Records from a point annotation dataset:
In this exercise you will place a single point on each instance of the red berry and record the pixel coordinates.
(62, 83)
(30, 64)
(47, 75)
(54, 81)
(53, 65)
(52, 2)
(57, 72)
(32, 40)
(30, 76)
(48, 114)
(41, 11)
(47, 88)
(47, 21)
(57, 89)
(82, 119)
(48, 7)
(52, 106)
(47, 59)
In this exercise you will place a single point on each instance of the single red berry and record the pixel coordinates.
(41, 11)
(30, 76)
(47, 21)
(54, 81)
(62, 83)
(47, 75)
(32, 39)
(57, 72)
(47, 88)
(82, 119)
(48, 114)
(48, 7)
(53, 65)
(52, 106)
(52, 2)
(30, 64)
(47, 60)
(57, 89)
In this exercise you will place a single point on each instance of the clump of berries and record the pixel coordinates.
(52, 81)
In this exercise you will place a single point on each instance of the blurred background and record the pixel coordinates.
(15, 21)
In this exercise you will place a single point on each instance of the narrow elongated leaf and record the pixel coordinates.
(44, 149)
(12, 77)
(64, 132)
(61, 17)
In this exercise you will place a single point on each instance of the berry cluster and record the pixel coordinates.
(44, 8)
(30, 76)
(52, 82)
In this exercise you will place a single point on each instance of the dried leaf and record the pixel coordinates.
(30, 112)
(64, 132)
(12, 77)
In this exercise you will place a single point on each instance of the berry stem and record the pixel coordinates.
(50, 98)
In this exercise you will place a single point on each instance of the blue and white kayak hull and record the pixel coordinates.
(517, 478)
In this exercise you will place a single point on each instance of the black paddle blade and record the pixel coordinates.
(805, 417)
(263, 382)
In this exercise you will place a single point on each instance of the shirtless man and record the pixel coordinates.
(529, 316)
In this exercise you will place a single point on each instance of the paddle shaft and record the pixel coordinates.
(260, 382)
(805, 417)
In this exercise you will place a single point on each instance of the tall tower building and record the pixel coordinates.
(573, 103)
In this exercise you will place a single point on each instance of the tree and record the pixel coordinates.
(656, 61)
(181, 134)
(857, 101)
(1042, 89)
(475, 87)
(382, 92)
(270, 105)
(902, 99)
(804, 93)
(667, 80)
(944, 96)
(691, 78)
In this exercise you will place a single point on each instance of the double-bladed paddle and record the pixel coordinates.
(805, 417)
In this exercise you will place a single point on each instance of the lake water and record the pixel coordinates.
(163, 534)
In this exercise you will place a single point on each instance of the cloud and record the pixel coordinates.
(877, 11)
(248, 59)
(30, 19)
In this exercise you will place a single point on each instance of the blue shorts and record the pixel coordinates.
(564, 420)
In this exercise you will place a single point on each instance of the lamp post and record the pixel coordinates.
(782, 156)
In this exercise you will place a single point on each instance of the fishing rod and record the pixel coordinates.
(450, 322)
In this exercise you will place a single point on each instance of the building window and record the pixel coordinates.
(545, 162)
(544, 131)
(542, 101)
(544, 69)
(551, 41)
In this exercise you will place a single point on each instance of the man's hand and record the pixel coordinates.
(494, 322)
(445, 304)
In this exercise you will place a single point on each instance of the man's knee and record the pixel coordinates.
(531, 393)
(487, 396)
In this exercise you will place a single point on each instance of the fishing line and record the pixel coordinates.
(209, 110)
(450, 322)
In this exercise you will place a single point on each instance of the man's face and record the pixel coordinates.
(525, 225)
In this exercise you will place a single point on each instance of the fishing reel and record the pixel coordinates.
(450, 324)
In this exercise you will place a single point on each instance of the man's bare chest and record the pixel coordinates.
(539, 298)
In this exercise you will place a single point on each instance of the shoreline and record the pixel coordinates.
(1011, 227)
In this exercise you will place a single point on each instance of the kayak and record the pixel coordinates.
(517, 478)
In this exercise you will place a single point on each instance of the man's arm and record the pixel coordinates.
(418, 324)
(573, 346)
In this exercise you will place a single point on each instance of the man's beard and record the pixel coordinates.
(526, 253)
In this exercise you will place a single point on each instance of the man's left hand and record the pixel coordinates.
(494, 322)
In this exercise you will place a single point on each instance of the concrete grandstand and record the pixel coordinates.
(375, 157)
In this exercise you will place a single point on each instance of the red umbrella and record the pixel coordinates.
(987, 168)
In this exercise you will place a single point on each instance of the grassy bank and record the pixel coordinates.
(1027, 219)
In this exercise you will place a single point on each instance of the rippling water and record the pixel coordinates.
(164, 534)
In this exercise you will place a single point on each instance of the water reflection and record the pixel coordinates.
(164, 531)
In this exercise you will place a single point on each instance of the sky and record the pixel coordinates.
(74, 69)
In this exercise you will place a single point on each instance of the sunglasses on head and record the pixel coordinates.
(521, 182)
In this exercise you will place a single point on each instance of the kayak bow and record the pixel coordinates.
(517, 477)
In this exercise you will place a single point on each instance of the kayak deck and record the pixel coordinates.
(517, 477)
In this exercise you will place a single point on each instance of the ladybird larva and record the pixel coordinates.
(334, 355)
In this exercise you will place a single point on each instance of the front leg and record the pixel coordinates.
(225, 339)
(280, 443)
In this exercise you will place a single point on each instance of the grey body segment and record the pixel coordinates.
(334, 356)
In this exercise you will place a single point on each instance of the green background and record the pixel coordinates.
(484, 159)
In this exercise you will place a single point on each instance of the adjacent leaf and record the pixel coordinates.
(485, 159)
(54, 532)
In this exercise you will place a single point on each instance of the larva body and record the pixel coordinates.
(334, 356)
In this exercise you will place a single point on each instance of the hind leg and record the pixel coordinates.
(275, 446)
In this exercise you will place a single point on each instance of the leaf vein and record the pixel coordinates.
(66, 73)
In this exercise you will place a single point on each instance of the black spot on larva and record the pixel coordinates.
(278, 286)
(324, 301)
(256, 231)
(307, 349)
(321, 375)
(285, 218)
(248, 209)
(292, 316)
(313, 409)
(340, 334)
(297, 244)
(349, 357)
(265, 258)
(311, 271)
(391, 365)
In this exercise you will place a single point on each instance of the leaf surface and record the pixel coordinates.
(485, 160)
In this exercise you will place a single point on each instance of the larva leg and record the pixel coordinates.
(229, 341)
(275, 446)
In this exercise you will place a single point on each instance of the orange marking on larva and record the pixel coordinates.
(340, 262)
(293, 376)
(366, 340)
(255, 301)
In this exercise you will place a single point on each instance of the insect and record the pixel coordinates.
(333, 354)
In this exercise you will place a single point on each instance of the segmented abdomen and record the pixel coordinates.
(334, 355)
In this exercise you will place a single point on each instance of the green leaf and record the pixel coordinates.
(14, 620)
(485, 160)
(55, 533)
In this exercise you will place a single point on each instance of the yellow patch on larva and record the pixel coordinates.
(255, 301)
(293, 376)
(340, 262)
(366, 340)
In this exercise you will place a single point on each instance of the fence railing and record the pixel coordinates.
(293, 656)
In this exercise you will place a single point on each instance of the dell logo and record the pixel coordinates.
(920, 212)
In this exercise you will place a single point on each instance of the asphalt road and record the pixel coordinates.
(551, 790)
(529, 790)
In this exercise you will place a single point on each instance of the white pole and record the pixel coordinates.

* [Stated goal]:
Write out the lines of the listing word for word, beginning at the line that contains "grandstand and record the pixel coordinates." and stopping after the line that contains "(1027, 219)".

* [Output of the task]:
In this exercise you will place a single point on each instance of the concrete grandstand and record the pixel coordinates.
(375, 157)
In this exercise you will place a single point on each instance of the red umbrella and record the pixel coordinates.
(987, 168)
In this exercise you will place a single point on each instance of the grassy bank and record the pixel coordinates.
(1027, 219)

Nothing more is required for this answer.